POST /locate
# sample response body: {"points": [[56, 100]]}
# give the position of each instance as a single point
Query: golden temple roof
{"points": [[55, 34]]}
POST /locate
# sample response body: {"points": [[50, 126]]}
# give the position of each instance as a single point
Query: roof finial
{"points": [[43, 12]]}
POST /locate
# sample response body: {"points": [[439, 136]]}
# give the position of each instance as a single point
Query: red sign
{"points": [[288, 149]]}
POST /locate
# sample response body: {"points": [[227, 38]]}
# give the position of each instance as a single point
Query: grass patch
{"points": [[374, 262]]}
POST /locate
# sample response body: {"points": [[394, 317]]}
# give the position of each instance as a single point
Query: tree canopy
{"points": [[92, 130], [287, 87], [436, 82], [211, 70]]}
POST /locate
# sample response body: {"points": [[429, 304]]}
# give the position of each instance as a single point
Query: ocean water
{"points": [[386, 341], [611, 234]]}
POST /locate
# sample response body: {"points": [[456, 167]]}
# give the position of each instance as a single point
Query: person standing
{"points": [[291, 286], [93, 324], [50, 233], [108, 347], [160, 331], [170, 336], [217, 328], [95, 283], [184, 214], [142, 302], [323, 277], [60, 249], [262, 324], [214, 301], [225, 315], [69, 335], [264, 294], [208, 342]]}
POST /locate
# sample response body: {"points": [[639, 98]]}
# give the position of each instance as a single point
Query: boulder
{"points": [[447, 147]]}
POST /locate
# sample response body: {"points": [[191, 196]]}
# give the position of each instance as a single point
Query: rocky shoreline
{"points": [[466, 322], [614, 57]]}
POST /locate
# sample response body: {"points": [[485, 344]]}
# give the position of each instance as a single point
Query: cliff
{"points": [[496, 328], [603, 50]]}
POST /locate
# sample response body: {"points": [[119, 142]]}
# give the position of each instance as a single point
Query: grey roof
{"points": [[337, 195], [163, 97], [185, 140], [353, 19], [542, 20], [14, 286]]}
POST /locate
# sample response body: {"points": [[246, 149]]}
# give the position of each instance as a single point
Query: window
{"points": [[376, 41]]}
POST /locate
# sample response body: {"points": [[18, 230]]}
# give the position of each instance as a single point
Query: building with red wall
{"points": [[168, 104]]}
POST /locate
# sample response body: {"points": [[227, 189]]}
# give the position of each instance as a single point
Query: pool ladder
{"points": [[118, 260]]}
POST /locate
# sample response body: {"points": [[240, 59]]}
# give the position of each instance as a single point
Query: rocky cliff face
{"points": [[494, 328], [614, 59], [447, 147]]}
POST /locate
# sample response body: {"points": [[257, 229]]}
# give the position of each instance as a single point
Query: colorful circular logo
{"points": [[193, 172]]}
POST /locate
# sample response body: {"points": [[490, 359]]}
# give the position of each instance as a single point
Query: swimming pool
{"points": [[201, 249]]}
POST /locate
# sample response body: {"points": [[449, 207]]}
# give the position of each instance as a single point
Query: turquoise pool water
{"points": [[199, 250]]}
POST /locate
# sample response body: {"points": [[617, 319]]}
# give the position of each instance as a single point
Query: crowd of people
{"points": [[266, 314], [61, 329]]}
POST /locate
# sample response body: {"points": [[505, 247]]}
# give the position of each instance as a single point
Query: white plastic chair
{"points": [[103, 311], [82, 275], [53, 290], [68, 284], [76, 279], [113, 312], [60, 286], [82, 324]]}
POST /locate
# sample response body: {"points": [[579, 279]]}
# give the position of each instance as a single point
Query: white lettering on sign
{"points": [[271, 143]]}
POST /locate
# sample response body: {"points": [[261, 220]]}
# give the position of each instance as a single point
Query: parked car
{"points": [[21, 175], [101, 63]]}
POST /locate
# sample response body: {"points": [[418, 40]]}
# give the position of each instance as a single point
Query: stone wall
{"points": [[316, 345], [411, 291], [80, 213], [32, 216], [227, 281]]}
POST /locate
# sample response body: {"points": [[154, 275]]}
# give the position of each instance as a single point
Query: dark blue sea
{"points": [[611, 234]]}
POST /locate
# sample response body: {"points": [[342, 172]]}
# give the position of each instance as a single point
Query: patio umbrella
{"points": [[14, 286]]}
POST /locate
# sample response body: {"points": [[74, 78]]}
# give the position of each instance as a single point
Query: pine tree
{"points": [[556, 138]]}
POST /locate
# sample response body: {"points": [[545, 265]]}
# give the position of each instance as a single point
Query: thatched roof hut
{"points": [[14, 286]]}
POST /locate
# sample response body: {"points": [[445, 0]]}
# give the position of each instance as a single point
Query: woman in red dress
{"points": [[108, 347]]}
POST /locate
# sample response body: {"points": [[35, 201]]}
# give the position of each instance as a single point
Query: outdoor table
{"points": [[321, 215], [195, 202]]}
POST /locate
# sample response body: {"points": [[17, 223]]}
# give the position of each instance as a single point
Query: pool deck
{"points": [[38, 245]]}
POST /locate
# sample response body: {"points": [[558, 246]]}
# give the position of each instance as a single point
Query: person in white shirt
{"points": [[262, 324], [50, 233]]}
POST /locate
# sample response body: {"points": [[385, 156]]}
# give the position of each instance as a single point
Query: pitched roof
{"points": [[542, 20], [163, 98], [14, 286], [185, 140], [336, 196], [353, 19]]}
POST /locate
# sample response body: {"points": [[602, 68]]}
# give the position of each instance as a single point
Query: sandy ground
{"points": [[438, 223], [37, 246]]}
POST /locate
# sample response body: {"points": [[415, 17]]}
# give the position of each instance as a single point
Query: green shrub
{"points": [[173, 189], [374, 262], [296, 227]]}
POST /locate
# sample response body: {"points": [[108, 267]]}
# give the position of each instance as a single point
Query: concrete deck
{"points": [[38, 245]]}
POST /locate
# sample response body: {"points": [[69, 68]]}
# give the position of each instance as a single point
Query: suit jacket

::::

What to work on
Word for word, restate the material above.

Answer box
POST /locate
# sample response body: {"points": [[56, 100]]}
# give the position of each instance as a single point
Query: golden temple roof
{"points": [[55, 34]]}
POST /locate
# sample response body: {"points": [[50, 126]]}
# give the position of each instance as a single point
Query: roof finial
{"points": [[43, 12]]}
POST /locate
# sample response body: {"points": [[439, 136]]}
# give the position of each instance as a single point
Query: red sign
{"points": [[288, 149]]}
POST /locate
# sample response body: {"points": [[227, 38]]}
# give the position of each instance as a single point
Query: grass patch
{"points": [[374, 262]]}
POST /locate
# sample response body: {"points": [[394, 317]]}
# give the position of each instance as a single point
Query: tree canopy
{"points": [[92, 130], [287, 87], [436, 82], [211, 70]]}
POST /locate
# sample response body: {"points": [[429, 304]]}
# give the position of each instance as a single point
Query: ocean water
{"points": [[386, 341], [611, 234]]}
POST /locate
# sample response body: {"points": [[456, 167]]}
# give the position of each instance as a single point
Query: person standing
{"points": [[291, 286], [93, 324], [50, 233], [108, 347], [160, 331], [170, 336], [217, 328], [95, 283], [184, 214], [142, 302], [323, 277], [60, 249], [262, 324], [214, 301], [225, 315], [69, 335], [264, 294], [208, 342]]}
POST /locate
# sample response body: {"points": [[639, 98]]}
# give the position of each instance as a single point
Query: boulder
{"points": [[447, 147]]}
POST /locate
# sample response body: {"points": [[191, 196]]}
# give the position of each instance as a single point
Query: rocky shoreline
{"points": [[466, 322], [614, 57]]}
POST /locate
# sample response body: {"points": [[485, 344]]}
# give the position of each instance as a single point
Query: cliff
{"points": [[496, 328], [603, 50]]}
POST /locate
# sample response body: {"points": [[119, 142]]}
# give the position of each instance as a single point
Query: grey roof
{"points": [[337, 195], [163, 97], [185, 140], [353, 19], [542, 20], [14, 286]]}
POST /locate
# sample response body: {"points": [[246, 149]]}
# give the position of each instance as a single point
Query: window
{"points": [[376, 41]]}
POST /locate
# sample response body: {"points": [[18, 230]]}
# give the position of each instance as a single point
Query: building with red wall
{"points": [[168, 104]]}
POST /locate
# sample response body: {"points": [[227, 189]]}
# give the position of each instance as a single point
Query: pool ladder
{"points": [[118, 260]]}
POST /locate
# sample response body: {"points": [[240, 59]]}
# give the position of each instance as a single point
Query: rocky cliff face
{"points": [[494, 328], [614, 59], [447, 147]]}
POST /locate
# sample response body: {"points": [[257, 229]]}
# give the position of each instance as a single point
Query: colorful circular logo
{"points": [[193, 172]]}
POST /locate
# sample response body: {"points": [[490, 359]]}
# give the position of each instance as a single point
Query: swimming pool
{"points": [[201, 249]]}
POST /locate
# sample response body: {"points": [[449, 207]]}
# give the position of each instance as a single point
Query: turquoise pool water
{"points": [[199, 250]]}
POST /locate
# sample response body: {"points": [[617, 319]]}
# give the position of each instance as a single point
Query: crowd of people
{"points": [[266, 314], [61, 329]]}
POST /locate
# sample response body: {"points": [[505, 247]]}
# give the position of each instance as a single point
Query: white plastic chair
{"points": [[103, 311], [82, 275], [53, 290], [68, 284], [76, 279], [113, 312], [60, 286], [82, 324]]}
POST /locate
# sample response body: {"points": [[579, 279]]}
# give the position of each instance as a single point
Query: white lettering on sign
{"points": [[271, 143]]}
POST /locate
# sample response body: {"points": [[261, 220]]}
# give the position of each instance as a single point
Query: parked car
{"points": [[21, 175], [101, 63]]}
POST /locate
# sample response body: {"points": [[418, 40]]}
# give the position of each instance as a single point
Query: stone wall
{"points": [[316, 345], [411, 291], [80, 213], [32, 216], [227, 281]]}
POST /locate
# sample response body: {"points": [[154, 275]]}
# give the position of each instance as a single point
Query: dark blue sea
{"points": [[611, 234]]}
POST /locate
# sample response body: {"points": [[342, 172]]}
# give the position of each instance as a single point
Query: patio umbrella
{"points": [[14, 286]]}
POST /locate
# sample response body: {"points": [[74, 78]]}
# give the position of each instance as a single point
Query: pine tree
{"points": [[556, 138]]}
POST /locate
# sample response body: {"points": [[545, 265]]}
# give the position of each instance as a single point
Query: thatched roof hut
{"points": [[14, 286]]}
POST /locate
# sample response body: {"points": [[445, 0]]}
# give the position of each instance as a single point
Query: woman in red dress
{"points": [[108, 347]]}
POST /locate
# sample response body: {"points": [[35, 201]]}
# give the position of each instance as a single point
Query: outdoor table
{"points": [[321, 215], [195, 202]]}
POST /locate
# sample response body: {"points": [[17, 223]]}
# give the position of each instance as a single point
Query: pool deck
{"points": [[38, 245]]}
POST /locate
# sample response body: {"points": [[558, 246]]}
# give the position of each instance as a single point
Query: person in white shirt
{"points": [[262, 324], [50, 233]]}
POST /locate
# sample response body: {"points": [[385, 156]]}
# give the position of each instance as a single point
Query: pitched roof
{"points": [[542, 20], [163, 98], [14, 286], [185, 140], [336, 196], [353, 19]]}
POST /locate
# sample response body: {"points": [[602, 68]]}
# give the position of each instance as a single point
Query: sandy ground
{"points": [[438, 223], [37, 246]]}
POST /locate
# sample response body: {"points": [[415, 17]]}
# give the position of each instance as a single point
Query: green shrub
{"points": [[173, 189], [374, 262], [296, 227]]}
POST /locate
# sample response body: {"points": [[108, 267]]}
# give the position of each instance as a single point
Query: concrete deck
{"points": [[38, 245]]}
POST /locate
# sample response body: {"points": [[69, 68]]}
# give the position of each instance as a single point
Query: suit jacket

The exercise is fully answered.